++++ Passage to read

CAMDEN, N.J. – A woman and two men from Camden were charged today for their alleged participation in a scheme in which they stole business checks from the U.S. Mail in New Jersey, Pennsylvania and Delaware, altered them, and cashed them using a series of conspirators, U.S. Attorney Paul J. Fishman announced.
Ivory Vernon, 29, was arrested today by Camden County Sheriff’s officers on unrelated charges. She is being charged federally in a 10-count indictment that was unsealed today with bank fraud and conspiracy to commit bank fraud.
The indictment also charges Joseph Reevey, 38, with bank fraud and conspiracy to commit bank fraud; and Ibn Muhammad, 35, with bank fraud, conspiracy to commit bank fraud, and illegal possession of a firearm. Vernon, Reevey, who is in Pennsylvania state custody, and Muhammad, who is in federal custody, are all scheduled to appear before U.S. District Judge Jerome B. Simandle in Camden federal court on April 9, 2014.
According to indictment unsealed today:
From Aug. 6, 2012, through Aug. 1, 2013, Muhammad, Reevey, Vernon and others stole checks from curbside U.S. mailboxes in business industrial parks in New Jersey, Pennsylvania, and Delaware. Reevey and his conspirators would then recruit others to cash the stolen checks. Muhammad and other conspirators would alter the stolen checks so that the name of the “payee” would match the name of the recruited check casher. Reevey, Vernon, Warner and others would travel with the recruited check cashers to a bank, often in rented cars.
Muhammad, Reevey, Vernon and their conspirators cashed or attempted to cash more than 45 stolen and altered business checks worth more than $200,000. The scheme resulted in a total loss of more than $100,000 to the victim banks.
Muhammad’s illegal gun possession charge stems from the discovery of a Smith & Wesson revolver and a Browning pistol at his Camden residence when law enforcement authorities executed a search warrant in May of 2013.
On the counts of bank fraud and conspiracy to commit bank fraud, Muhammad, Reevey, and Vernon each face a maximum potential penalty of 30 years in prison and a fine of $1 million, or twice the gross gain or loss resulting from the offense. On the count of illegal possession of a gun, Muhammad faces a maximum potential penalty of 10 years in prison and a fine of $250,000.
U.S. Attorney Fishman credited special agents from the U.S. Postal Inspection Service, Philadelphia Division, under the direction of Inspector in Charge David Bosch; troopers from the N.J. State Police, under the direction of Col. Rick Fuentes; special agents from the Bureau of Alcohol Tobacco, Firearms, and Explosives under the leadership of Acting Special Agent in Charge George Belsky, and officers from the Gloucester Township and Pennsauken Township police departments for the investigation leading to today’s arrest.
The government is represented by Assistant U.S. Attorney Matthew T. Smith of the U.S. Attorney’s Office Criminal Division in Camden.
The charges and allegations contained in indictment are merely accusations, and the defendants are presumed innocent unless and until proven guilty.

++++++++
++++ Raw data

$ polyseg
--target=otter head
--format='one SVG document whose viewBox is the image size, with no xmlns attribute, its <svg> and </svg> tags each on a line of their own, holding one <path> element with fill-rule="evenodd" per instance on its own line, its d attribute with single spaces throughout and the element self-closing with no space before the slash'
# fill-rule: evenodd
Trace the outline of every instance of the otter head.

++++++++

### What the task asks
From the press release on the Camden bank fraud charges, reproduce verbatim the text between "U.S. Attorney Fishman" and "until proven guilty.", inclusive.

### Response below
U.S. Attorney Fishman credited special agents from the U.S. Postal Inspection Service, Philadelphia Division, under the direction of Inspector in Charge David Bosch; troopers from the N.J. State Police, under the direction of Col. Rick Fuentes; special agents from the Bureau of Alcohol Tobacco, Firearms, and Explosives under the leadership of Acting Special Agent in Charge George Belsky, and officers from the Gloucester Township and Pennsauken Township police departments for the investigation leading to today’s arrest.
The government is represented by Assistant U.S. Attorney Matthew T. Smith of the U.S. Attorney’s Office Criminal Division in Camden.
The charges and allegations contained in indictment are merely accusations, and the defendants are presumed innocent unless and until proven guilty.